Exercise prompt: Copy each of the items below verbatim, keeping every line as it stands.

Entries supplied:

'''

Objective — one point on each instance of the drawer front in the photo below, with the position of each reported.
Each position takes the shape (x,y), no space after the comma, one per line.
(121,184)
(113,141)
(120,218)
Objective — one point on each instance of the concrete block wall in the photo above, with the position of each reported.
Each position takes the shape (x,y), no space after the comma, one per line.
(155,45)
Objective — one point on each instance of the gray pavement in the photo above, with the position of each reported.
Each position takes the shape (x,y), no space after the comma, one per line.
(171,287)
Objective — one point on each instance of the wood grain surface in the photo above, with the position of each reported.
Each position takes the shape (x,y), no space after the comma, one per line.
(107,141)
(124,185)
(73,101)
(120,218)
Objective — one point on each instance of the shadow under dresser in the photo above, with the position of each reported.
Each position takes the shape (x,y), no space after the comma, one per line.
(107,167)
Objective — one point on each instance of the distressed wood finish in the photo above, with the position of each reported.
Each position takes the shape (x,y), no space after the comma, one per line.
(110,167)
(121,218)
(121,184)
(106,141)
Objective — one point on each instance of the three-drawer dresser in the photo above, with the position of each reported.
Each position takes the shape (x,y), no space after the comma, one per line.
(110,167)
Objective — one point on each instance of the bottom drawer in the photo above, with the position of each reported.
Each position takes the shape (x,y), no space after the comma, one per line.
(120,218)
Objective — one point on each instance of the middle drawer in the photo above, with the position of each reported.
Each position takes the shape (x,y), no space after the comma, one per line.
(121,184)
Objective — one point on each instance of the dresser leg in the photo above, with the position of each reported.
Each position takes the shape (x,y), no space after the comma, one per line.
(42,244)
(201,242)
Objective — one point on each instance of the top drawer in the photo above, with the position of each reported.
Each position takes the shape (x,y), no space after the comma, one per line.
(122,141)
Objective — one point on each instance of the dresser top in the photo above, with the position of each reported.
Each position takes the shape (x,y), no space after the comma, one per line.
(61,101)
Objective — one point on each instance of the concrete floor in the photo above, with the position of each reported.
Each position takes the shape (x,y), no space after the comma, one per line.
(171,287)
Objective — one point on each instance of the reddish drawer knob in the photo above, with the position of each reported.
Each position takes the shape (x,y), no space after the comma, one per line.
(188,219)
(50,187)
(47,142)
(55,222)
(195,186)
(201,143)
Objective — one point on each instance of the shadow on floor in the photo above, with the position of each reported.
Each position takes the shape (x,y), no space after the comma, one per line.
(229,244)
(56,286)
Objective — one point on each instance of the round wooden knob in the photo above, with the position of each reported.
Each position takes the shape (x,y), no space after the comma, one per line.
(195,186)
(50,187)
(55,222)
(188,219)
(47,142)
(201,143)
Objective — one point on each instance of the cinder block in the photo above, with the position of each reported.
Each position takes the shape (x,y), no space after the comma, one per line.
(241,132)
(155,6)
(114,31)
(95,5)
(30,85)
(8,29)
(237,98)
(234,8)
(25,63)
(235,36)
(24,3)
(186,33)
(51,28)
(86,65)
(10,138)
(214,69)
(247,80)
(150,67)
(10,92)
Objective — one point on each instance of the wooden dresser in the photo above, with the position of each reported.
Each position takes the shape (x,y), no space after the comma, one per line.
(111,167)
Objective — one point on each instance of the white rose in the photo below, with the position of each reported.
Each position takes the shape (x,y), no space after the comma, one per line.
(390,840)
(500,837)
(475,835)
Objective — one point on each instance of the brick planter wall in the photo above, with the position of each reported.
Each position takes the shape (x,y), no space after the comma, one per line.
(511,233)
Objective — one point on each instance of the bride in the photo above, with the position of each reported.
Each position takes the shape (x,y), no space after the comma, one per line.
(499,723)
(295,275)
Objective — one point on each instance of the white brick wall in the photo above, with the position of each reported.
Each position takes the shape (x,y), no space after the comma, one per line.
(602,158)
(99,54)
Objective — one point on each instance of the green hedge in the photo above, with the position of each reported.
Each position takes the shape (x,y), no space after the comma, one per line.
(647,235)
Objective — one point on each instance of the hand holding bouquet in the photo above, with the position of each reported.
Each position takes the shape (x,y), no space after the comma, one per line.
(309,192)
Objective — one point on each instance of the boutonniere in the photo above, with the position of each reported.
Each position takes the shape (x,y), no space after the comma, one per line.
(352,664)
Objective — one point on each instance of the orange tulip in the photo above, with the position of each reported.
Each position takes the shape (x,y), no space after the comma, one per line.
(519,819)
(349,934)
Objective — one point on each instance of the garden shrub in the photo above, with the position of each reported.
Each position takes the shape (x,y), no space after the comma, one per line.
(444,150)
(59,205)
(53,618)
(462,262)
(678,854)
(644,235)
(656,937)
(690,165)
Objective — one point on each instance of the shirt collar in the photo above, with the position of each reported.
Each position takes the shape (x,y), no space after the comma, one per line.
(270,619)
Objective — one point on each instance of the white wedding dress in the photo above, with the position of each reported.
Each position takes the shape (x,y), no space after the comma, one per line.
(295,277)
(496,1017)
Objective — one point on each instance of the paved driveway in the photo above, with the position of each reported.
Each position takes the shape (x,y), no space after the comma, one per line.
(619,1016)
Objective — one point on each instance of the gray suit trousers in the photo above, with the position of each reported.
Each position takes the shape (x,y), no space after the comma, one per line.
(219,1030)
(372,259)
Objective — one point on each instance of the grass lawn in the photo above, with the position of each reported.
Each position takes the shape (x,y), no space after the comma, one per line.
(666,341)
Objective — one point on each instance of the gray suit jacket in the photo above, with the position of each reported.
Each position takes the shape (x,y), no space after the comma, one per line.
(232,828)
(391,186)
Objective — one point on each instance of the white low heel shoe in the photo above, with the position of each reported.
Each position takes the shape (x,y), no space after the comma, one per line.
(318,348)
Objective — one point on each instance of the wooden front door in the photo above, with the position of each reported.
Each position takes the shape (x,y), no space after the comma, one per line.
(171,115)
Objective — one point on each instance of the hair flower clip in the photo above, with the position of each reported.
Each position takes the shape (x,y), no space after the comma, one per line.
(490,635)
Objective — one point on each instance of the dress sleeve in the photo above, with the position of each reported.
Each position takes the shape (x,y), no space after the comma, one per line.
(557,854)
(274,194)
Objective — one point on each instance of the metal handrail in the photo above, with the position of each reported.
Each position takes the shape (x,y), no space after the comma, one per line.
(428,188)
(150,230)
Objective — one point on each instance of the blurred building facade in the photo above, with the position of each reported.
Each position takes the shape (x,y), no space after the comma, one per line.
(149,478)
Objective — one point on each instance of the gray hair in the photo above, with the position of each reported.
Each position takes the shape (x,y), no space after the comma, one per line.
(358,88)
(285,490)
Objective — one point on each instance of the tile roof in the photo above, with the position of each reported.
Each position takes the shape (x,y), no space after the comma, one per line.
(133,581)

'''

Response to this task:
Objective — one point on each instance of the drawer front in the photo below, with the position of each reported.
Each position takes the shape (x,y), no space after the comma, one per line.
(121,184)
(113,141)
(120,218)
Objective — one point on each instance of the concrete block wall in the photo above, with the position of each reported.
Each position takes the shape (x,y), no space after the comma, one per line.
(155,45)
Objective — one point on each instance of the gray pavement in the photo above, with the position of each reported.
Each position takes the shape (x,y), no space after the comma, one per line.
(171,287)
Objective — one point on each instance of the wood grain surface in the photo above, with the position of each reported.
Each position takes the shape (x,y), no space after the comma, one per line.
(107,141)
(124,185)
(73,101)
(120,218)
Objective — one point on each instance of the shadow under dresser in the photo above, with the position of each reported.
Each position takes the shape (x,y), no space after the comma, one per line.
(107,167)
Objective — one point on each instance of the distressed wood finish in the photo above, with the position of each reported.
Each position takes the shape (x,y), no space after the comma, one per line.
(110,167)
(121,218)
(121,184)
(106,141)
Objective — one point on each instance of the three-drawer dresser in the photo above, with the position of each reported.
Each position takes the shape (x,y), no space after the comma, one per line.
(110,167)
Objective — one point on each instance of the bottom drawer in the photo above, with the position of each reported.
Each position takes the shape (x,y), no space after the comma, one per line.
(120,218)
Objective — one point on each instance of the middle drawer in the photo above, with the position of each reported.
Each position takes the shape (x,y), no space after the comma, one per line.
(121,184)
Objective — one point on each instance of the dresser leg in the photo above, with the position of each reported.
Each position takes the shape (x,y), no space after the comma, one per line.
(42,244)
(201,242)
Objective — one point on each instance of the top drawer in the photo above, with the position of each reported.
Each position takes the shape (x,y), no space after the comma, one per line.
(122,141)
Objective — one point on each instance of the dresser top in the photo above, with the position of each reported.
Each position takes the shape (x,y), no space after the comma, one per line.
(61,101)
Objective — one point on each instance of the concrete floor in the photo above, with the position of each reported.
Each position takes the shape (x,y), no space after the comma, one per line.
(171,287)
Objective — one point on each instance of the reddish drawer knob in the photo above, with the position of each reported.
Each position takes the shape (x,y), no space after the comma, one per line.
(188,219)
(50,187)
(47,142)
(55,222)
(195,186)
(201,143)
Objective — one point on each instance of the shadow on floor in the photo above, with the position of each reported.
Each position takes the shape (x,y), no space after the comma, one per line.
(229,244)
(56,286)
Objective — one point on each instance of the round wooden knob in the photo above, with the position of each reported.
Each position takes the shape (x,y), no space after the comma, one per line.
(195,186)
(50,187)
(55,222)
(188,219)
(47,142)
(201,143)
Objective — one point on each instance of the cinder block in the photo above, with the position of each reported.
Each position takes the shape (x,y), no space after the comma, one per line.
(241,132)
(155,6)
(114,31)
(95,5)
(30,85)
(8,29)
(237,98)
(234,8)
(25,63)
(235,36)
(24,3)
(186,33)
(51,28)
(86,65)
(10,138)
(214,69)
(247,80)
(150,67)
(10,92)
Objective — one point on each instance of the wooden dresser in the photo above, with the position of each reported.
Each position takes the shape (x,y), no space after the comma, one per line.
(111,167)
Objective — one point on each instance of the white rose in the photo below, with the position of each reported.
Each position takes the shape (x,y), no space after the comma, one per line.
(390,840)
(500,837)
(475,835)
Objective — one point on each instance of the brick planter wall in the photo above, with the position of each reported.
Each position takes the shape (x,y), no space after the comma, one per line.
(511,233)
Objective — one point on each instance of the bride in the photo above, with the position of each reported.
Each position takes the shape (x,y), no space after the comma, one per line.
(499,723)
(295,275)
Objective — one point on each instance of the white brick wall in the photo above, with the position of each reported.
Each position takes the shape (x,y), no space after the comma, one per line.
(602,158)
(99,54)
Objective — one point on each instance of the green hedge in the photo above, with the position of each reported.
Each position takes the shape (x,y), no space after the comma, one per line.
(647,235)
Objective — one point on each instance of the hand holding bouquet in the photo above, with the position of each reported.
Each position takes the shape (x,y), no space after the comma, one per line.
(309,192)
Objective — one point on each instance of the boutonniere in the photo above, with the position of each reported.
Each position takes the shape (x,y), no space after the comma, one per line.
(352,664)
Objective — one point on each instance of the orange tulip in the photo above, with the position of each reported.
Each position takes the shape (x,y), no space after the comma, one per line.
(519,819)
(349,934)
Objective — one point on each instance of the garden shrub in the photo above, with the position of each reported.
Each position takes the shape (x,y), no space after the comma, one per line.
(444,150)
(59,205)
(53,618)
(462,262)
(678,854)
(644,235)
(656,937)
(690,165)
Objective — one point on each instance of the shirt collar in the photo above, with the position of each reported.
Each position takes the shape (x,y), no space after the comma, one per line.
(270,619)
Objective — one point on each instance of the white wedding dress in the photo above, with the position of each reported.
Each position takes the shape (x,y), no space after the comma, one per line.
(295,277)
(496,1017)
Objective — one point on each instance of the paved driveway in the photo above, with the position of each reported.
Each position takes the shape (x,y), no space after the comma, one per line.
(619,1016)
Objective — one point on each instance of the gray suit trousers in the photo above, with the position of each reported.
Each position takes the shape (x,y), no space after the comma, one per line.
(219,1030)
(372,259)
Objective — one point on each instance of the grass lawn in the photo above, with the position of each reported.
Each position takes the shape (x,y), no space after the comma, one per line.
(666,341)
Objective — one point on each instance of the gray suit jacket in the photo above, with the position of each reported.
Each position takes the shape (x,y), no space after the comma, one per line.
(232,828)
(391,186)
Objective — one point on each instance of the white low heel shoe in the photo above, with the position of each reported.
Each position takes the shape (x,y), no space after the comma, one per line.
(318,348)
Objective — one point on each instance of the wooden front door in the photo above, with the position of each reported.
Each position takes the shape (x,y), no space after the comma, one per line.
(171,115)
Objective — one point on each instance of the hair flower clip in the photo above, with the position of each reported.
Each position takes the shape (x,y), no space after the comma, one per line.
(490,635)
Objective — one point on each instance of the dress sleeve in the photo above, with the position of each reported.
Each position takes the shape (x,y), no space after the comma, one per line.
(557,854)
(274,194)
Objective — one point on each instance of the metal handrail in the photo above, with the position of each reported.
Each position takes the shape (x,y), no space after the comma, one per line.
(428,188)
(150,230)
Objective — one point on each instance of the blurred building facade in the photo above, with the position of each reported.
Each position takes the shape (x,y), no space after the comma, one per line.
(149,478)
Objective — one point on each instance of the gray hair in the photo above, with the position of each reported.
Each position takes the shape (x,y), no space after the comma, one per line.
(358,88)
(285,490)
Objective — one point on each instance of the tile roof in the photo above, with the position of each reported.
Each position takes the shape (x,y), no space after the comma, one per line.
(133,581)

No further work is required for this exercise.